What you will do - Rescale the records from the line with "We need you to process this image and detect any spotted" to the line with "[176,175,196,242]" by writing out each of those lines again, requests included, with every box coordinate multiplied by 1.7 and rounded to a whole number, halves rounded up. Give only those lines.
───── Material for this task ─────
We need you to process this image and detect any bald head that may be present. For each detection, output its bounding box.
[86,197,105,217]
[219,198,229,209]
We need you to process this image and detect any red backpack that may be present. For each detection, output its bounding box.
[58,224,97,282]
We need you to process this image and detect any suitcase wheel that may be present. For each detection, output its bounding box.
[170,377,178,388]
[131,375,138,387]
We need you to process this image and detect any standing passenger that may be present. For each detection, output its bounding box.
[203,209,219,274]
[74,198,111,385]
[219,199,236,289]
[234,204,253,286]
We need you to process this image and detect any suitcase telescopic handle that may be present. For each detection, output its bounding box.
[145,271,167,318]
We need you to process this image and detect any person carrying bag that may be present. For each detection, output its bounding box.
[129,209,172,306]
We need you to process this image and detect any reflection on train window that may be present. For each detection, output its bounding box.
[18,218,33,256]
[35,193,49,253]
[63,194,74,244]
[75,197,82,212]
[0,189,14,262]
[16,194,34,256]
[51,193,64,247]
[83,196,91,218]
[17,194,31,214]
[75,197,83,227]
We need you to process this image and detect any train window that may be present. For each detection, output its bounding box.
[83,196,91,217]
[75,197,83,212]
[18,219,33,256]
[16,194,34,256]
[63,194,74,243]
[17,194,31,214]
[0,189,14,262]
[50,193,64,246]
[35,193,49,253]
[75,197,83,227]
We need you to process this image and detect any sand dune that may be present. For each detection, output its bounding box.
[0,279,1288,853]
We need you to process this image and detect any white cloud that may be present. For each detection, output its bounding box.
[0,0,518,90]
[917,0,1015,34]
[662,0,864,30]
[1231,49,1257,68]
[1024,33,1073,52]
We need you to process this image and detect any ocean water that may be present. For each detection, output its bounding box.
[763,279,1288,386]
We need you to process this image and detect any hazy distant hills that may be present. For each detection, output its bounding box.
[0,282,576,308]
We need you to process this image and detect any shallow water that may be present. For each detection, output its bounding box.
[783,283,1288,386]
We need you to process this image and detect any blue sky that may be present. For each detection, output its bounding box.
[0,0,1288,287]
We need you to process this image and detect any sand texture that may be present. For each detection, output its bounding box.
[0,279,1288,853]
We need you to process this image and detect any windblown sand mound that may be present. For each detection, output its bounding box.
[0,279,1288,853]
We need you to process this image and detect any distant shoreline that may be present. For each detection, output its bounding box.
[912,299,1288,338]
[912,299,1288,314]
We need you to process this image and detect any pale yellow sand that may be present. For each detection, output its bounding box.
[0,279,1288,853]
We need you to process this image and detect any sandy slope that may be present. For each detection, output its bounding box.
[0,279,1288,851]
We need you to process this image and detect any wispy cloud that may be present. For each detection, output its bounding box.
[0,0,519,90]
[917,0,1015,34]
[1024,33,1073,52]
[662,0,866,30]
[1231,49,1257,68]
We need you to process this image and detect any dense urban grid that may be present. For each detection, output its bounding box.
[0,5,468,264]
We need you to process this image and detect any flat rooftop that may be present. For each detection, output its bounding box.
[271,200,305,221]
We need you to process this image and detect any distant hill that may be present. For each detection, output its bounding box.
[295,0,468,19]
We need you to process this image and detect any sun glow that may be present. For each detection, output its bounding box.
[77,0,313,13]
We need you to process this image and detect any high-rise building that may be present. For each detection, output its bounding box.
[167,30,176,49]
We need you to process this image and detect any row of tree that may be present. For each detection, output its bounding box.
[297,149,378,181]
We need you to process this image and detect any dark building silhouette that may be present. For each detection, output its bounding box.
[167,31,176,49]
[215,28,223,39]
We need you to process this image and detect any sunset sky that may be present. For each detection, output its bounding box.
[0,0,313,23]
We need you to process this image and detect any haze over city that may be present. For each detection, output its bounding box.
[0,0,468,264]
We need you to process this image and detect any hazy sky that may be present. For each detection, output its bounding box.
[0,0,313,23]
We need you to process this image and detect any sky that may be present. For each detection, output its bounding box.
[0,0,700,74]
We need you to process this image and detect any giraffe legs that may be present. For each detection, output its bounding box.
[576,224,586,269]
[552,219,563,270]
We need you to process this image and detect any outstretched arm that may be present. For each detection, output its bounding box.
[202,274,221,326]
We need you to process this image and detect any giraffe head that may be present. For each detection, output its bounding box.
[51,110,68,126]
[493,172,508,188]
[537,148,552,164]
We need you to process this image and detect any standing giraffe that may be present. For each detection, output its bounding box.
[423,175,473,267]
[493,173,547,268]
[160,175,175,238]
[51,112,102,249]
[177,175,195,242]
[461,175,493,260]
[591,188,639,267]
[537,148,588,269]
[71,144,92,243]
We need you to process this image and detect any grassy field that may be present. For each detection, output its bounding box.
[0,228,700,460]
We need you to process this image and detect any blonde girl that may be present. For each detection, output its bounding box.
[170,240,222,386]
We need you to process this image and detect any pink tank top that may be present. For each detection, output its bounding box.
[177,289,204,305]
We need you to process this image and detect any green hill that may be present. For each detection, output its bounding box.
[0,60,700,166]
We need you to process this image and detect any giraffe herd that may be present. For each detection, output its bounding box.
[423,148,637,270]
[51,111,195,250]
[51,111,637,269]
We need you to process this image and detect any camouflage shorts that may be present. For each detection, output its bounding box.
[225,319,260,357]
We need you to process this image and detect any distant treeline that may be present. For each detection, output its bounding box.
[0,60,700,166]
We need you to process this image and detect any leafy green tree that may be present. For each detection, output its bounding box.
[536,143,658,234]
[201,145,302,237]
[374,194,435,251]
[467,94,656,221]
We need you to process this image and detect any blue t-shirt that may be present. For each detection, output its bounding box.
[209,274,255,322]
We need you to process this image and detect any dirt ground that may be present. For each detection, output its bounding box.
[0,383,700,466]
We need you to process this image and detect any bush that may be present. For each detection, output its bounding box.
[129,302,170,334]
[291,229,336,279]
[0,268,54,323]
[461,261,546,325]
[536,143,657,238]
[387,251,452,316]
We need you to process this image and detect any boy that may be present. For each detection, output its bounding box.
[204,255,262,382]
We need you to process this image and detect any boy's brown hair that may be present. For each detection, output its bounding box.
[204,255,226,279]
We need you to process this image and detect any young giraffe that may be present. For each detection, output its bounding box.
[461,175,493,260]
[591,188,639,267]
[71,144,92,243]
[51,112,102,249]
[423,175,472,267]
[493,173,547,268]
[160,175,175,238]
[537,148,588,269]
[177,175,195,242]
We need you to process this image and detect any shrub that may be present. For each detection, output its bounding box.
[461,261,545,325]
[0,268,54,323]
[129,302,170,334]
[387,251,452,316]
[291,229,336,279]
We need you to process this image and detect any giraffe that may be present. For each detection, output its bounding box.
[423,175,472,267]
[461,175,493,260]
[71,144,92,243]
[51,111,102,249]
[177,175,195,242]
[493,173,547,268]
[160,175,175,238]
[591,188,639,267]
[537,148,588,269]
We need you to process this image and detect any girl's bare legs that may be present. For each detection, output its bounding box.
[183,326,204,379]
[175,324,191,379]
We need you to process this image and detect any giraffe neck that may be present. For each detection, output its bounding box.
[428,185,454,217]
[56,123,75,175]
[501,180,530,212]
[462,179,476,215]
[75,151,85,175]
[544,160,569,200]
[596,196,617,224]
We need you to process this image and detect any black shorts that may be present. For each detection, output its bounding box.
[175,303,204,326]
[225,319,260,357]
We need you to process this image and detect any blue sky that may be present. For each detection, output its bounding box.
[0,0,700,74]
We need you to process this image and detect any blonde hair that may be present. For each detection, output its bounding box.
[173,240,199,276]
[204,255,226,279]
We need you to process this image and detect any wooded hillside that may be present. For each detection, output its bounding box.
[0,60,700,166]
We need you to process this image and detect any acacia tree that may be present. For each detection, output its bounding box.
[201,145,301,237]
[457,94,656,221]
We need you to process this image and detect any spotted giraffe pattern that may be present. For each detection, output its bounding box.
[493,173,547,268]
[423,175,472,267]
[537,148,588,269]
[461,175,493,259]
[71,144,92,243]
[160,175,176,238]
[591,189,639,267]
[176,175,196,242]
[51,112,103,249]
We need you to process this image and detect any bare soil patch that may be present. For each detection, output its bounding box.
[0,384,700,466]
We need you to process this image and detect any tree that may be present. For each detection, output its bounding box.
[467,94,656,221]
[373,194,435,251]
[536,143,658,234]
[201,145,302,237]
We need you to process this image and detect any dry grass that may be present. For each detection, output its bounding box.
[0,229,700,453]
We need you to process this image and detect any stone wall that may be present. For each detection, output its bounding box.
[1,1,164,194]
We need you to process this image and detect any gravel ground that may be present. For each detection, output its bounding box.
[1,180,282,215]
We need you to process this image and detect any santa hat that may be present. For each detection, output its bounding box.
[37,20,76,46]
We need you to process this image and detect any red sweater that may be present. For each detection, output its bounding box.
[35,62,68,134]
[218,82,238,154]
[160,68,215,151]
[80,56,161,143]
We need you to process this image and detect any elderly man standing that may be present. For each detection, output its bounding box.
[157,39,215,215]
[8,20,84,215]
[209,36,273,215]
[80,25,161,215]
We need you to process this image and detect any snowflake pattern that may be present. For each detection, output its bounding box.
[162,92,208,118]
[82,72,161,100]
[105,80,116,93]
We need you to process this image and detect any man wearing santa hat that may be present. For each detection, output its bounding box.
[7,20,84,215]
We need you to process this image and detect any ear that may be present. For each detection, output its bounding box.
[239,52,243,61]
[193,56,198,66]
─────
Reply -
We need you to process this image and detect any spotted giraffe pattern that may be present. For each detection, output its bounding box.
[838,294,930,456]
[719,298,802,454]
[913,252,1000,457]
[784,298,838,440]
[121,245,156,413]
[272,298,299,405]
[1005,321,1086,454]
[299,298,333,411]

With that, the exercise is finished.